▸ STATED TASK
Copy the data below, swapping "bright green pasture" for "grassy field" wherever it occurs and changing nothing else. Omit the pictures from your copy.

########################################

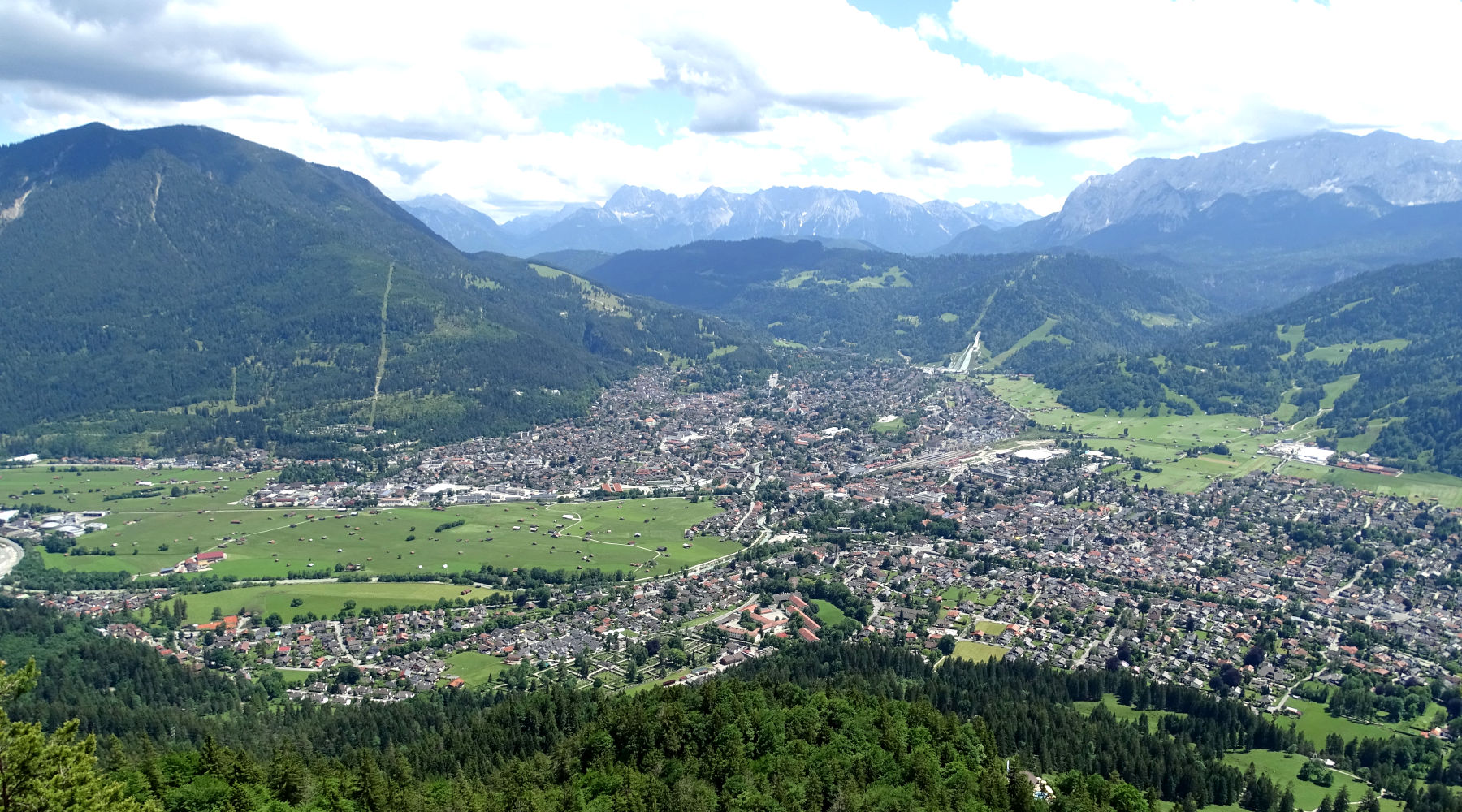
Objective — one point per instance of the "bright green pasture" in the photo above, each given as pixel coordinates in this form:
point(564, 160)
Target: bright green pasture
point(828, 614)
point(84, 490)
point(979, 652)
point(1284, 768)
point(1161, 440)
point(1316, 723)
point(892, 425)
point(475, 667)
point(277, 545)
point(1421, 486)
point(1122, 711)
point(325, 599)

########################################

▸ CORRECT RESPONSE
Objective — one point per instance of the "grassy field" in the photo above, each given as pixel coordinates in this form:
point(564, 160)
Target: grassy field
point(828, 614)
point(84, 490)
point(979, 652)
point(1284, 768)
point(1161, 440)
point(1316, 723)
point(892, 425)
point(475, 667)
point(277, 545)
point(1421, 486)
point(1122, 711)
point(325, 599)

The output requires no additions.